* _Source information_

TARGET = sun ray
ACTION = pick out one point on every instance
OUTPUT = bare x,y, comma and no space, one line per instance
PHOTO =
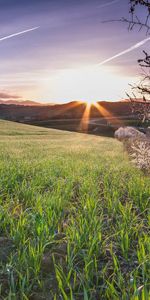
111,118
84,124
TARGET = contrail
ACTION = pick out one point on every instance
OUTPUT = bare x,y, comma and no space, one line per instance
108,3
18,33
125,51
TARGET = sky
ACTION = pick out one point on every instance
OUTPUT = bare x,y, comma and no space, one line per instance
64,48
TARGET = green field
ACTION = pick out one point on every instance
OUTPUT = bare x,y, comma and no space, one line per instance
73,217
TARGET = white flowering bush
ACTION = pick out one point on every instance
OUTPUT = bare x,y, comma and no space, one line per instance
139,152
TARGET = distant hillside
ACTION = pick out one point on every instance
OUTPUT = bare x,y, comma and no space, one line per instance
72,110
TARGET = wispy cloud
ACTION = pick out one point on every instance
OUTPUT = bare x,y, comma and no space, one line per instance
108,3
4,95
17,33
136,46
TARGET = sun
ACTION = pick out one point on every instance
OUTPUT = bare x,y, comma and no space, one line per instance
90,102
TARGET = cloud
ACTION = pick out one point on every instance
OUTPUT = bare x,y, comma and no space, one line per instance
18,33
136,46
108,3
4,95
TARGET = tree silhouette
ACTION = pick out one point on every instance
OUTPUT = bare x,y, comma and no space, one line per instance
140,99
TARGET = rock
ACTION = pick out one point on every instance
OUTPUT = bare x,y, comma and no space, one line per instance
124,133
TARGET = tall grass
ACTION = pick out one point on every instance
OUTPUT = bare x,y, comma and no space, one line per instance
73,217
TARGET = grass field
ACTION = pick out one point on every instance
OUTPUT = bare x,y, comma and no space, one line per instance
73,217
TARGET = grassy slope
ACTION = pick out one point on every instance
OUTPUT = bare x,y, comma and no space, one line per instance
74,214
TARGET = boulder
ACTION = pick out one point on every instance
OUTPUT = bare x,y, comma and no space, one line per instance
124,133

* _Your task_
Check each line of the data above for the word "field" and copy the ones where it is found.

* _Answer to the exercise_
TARGET = green field
TARGET = grass field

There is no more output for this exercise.